• _Work to complete_:
- A) Answer these from the Navy hazing article, one line each, marked (i), (ii), (iii):
(i) In what month and year did Rocha transfer from Bahrain?
(ii) Which university does Rocha attend, and what does he study there?
(iii) After what response was Hogan removed from the kennel?
- B) Please extend the Navy hazing article beyond its final sentence, carrying on in the same reporting style.
Start of Passage for review
The investigation began in 2006 after a sailor reported some of the incidents, according to the report. The report did not say who raised the issue.
Rocha transferred from Bahrain in June 2007. He was accepted into the Naval Academy Preparatory School in Newport, R.I., with the goal of attending the Naval Academy.
While in Rhode Island, Rocha decided to tell his command that he is a homosexual because he disagreed with the “don’t ask, don’t tell” policy. He said he wanted to pursue a career permitting him to acknowledge his homosexuality. He received an honorable discharge that was unrelated to the hazing investigation in Bahrain.
He is a junior studying political science at the University of California-San Diego. He wants to become a Navy officer if the military’s ban on homosexuals is repealed.
Wider problems
The investigation that Navy officials conducted in Bahrain substantiated misconduct that went far beyond Rocha’s mistreatment.
Other sailors were mistreated to lesser degrees — ordered to wear a dog muzzle or to sing in public, forced to drag around mop buckets all day, and told to consume Twinkies and milk until vomiting.
Toussaint promoted favoritism among his sailors, offering his friends cushy temporary-duty assignments with increased pay, according to the investigation.
One sailor, Master-at-Arms 2nd Class Shaun Hogan, was removed from the kennel after responding “yes” to a question about whether some sailors “gun deck” their paperwork when compiling the unit’s explosives accountability logs, according to the investigation.
The supervisor — it’s unclear precisely who, because many names were redacted from the report — screamed at Hogan and said the proper response to that question was: “I can’t speak for other sailors, ... but I don’t gun deck my paperwork.”
Several sailors interviewed by investigators talked about “hooker parties,” and prostitutes were routinely seen at some sailors’ residential villas, investigators said.
Some sailors told investigators about a physical assault on a prostitute. One sailor recounted taking a prostitute to the hospital after an assault, according to the investigation.
Investigators also learned about an alleged sexual assault that was not reported up the chain of command. One sailor accused another of getting into the shower with her and refusing to leave, according to the investigation.
End of Passage for review
Start of Listed records
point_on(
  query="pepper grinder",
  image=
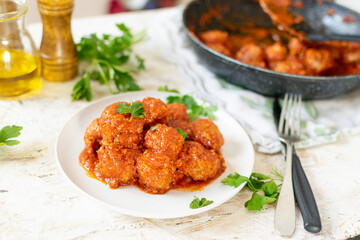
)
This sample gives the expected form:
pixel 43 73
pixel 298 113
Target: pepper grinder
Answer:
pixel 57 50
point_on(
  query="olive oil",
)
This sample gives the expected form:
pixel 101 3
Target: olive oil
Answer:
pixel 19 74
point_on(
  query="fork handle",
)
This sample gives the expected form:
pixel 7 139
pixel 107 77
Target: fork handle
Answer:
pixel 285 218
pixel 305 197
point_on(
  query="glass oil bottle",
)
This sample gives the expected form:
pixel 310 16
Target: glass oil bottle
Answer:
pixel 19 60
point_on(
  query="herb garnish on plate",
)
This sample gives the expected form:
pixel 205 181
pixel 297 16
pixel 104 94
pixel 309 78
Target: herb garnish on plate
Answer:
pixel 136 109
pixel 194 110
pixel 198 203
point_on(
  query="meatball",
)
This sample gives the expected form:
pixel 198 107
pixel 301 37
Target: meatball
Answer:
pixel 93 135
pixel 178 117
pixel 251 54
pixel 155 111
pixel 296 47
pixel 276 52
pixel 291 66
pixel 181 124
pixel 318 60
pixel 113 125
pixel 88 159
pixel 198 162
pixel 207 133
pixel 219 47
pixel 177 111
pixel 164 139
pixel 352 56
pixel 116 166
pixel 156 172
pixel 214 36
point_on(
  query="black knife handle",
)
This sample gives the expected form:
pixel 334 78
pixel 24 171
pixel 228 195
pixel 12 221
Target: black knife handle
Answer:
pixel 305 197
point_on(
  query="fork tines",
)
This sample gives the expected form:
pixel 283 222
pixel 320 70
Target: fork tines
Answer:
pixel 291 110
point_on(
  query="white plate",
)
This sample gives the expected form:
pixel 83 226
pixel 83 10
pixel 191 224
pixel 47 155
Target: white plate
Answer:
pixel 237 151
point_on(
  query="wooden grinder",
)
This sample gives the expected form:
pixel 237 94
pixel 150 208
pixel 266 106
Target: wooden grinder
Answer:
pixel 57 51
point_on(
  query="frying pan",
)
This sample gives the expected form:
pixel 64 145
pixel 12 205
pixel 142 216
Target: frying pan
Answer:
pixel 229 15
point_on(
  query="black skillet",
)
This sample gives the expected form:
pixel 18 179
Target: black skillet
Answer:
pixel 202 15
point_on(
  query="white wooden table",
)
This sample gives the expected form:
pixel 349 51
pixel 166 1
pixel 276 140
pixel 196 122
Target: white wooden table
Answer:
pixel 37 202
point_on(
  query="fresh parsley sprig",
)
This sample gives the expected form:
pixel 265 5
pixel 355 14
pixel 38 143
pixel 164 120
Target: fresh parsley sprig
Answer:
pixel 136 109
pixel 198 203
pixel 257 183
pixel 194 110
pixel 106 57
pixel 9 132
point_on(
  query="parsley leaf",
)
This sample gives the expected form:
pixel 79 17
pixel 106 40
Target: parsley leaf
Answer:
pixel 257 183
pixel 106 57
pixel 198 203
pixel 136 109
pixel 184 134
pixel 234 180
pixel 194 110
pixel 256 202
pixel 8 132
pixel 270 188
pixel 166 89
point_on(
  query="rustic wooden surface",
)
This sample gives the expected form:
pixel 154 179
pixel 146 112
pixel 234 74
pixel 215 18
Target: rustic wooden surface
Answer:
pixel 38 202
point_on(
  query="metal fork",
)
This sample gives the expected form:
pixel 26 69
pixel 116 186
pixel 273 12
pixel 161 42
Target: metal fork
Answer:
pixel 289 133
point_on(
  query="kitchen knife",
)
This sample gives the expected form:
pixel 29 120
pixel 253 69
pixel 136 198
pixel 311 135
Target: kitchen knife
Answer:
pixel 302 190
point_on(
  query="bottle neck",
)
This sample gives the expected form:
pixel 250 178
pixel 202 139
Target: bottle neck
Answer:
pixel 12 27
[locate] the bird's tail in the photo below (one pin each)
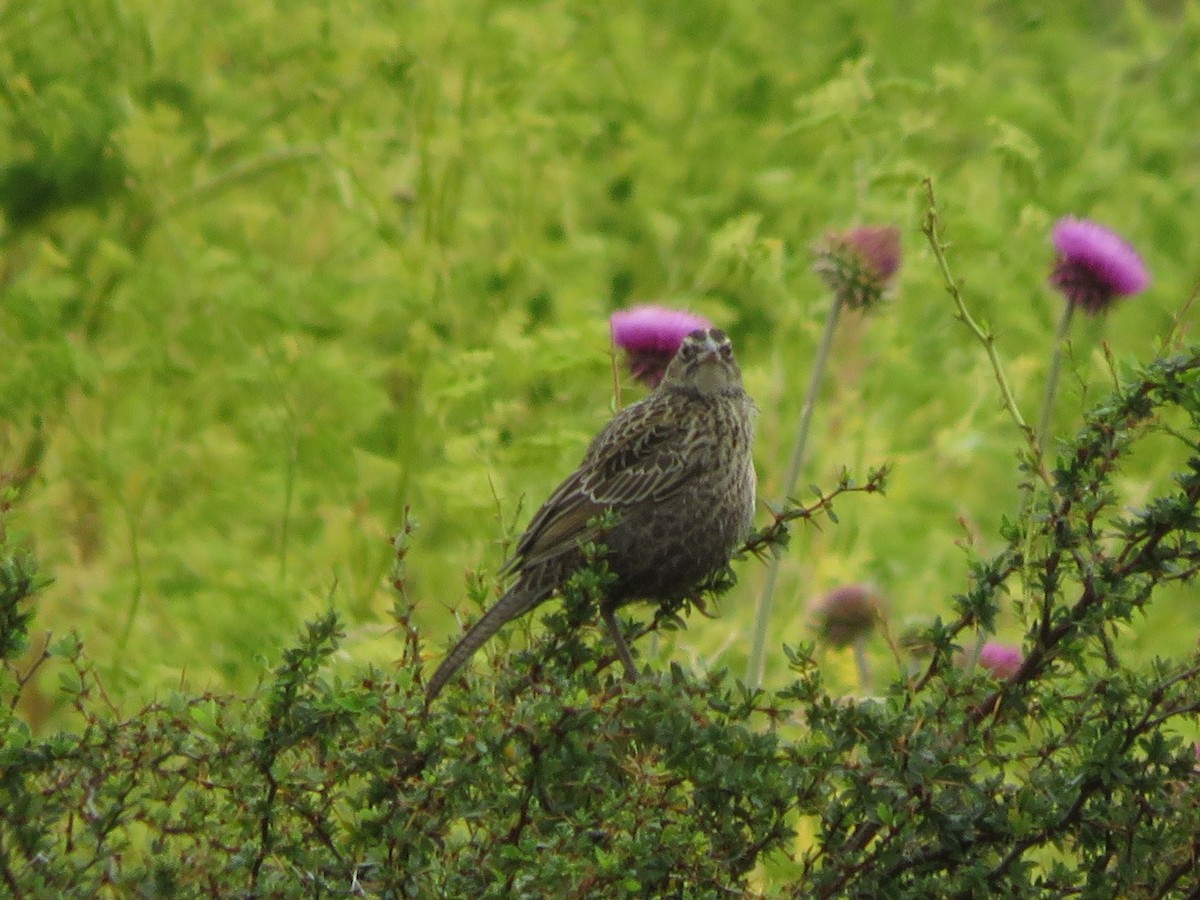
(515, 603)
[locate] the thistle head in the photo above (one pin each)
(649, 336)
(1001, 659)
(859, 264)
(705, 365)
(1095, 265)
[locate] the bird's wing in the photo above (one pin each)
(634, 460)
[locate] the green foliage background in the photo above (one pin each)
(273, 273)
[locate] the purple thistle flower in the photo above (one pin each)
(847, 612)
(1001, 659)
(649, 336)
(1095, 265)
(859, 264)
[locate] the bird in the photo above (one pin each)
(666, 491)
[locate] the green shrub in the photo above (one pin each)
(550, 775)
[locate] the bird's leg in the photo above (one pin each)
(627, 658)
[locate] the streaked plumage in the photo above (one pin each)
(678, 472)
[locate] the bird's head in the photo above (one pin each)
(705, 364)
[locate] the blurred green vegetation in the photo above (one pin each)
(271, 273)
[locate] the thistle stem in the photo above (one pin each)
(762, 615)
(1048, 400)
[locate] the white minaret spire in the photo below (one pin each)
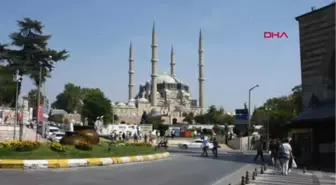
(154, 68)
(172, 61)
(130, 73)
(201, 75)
End of Listed records
• _Responses_:
- A)
(i) June 2007
(ii) The University of California-San Diego, where he studies political science
(iii) After he answered "yes" to a question about whether some sailors "gun deck" their paperwork when compiling the unit's explosives accountability logs

- B)
But Toussaint never notified senior Navy leaders about the incident, the report said.
A tragic end
As the Navy investigation was wrapping up, the leading petty officer in the canine unit was found dead in her villa in Bahrain on Jan. 16, 2007.
Master-at-Arms 1st Class Jennifer Valdivia’s apparent suicide came on the same day the investigators forwarded their report to the commander of Naval Support Activity Bahrain.
“They told her to pack her bags; she was going to the brig. They were going to strip her of everything she ever got in the Navy,” her father, Chris Young, of Alpha, Ill., told Navy Times.
Valdivia had been promoted to the kennel’s leading petty officer after Toussaint left Bahrain in March 2006, Young said.
The Navy official familiar with the investigation confirmed that Valdivia was leaving the Navy but her commanders halted that move as a result of the investigation. It’s unclear whether her suicide was connected to the probe, the official said.
Young said he was angry at how the Navy handled his daughter’s death. He learned of her suicide from an online report by a newspaper in Bahrain, and it took the Navy three weeks to confirm her cause of death — carbon monoxide poisoning, he said.
More than a year later, the Navy gave him a copy of the investigation of her unit, but “it was redacted so bad, it didn’t make any sense,” he said.
“That unit was in total chaos. She tried to right the wrongs, and then she got scolded for it. Why they weren’t going after Toussaint, I’ll never know why,” Young said.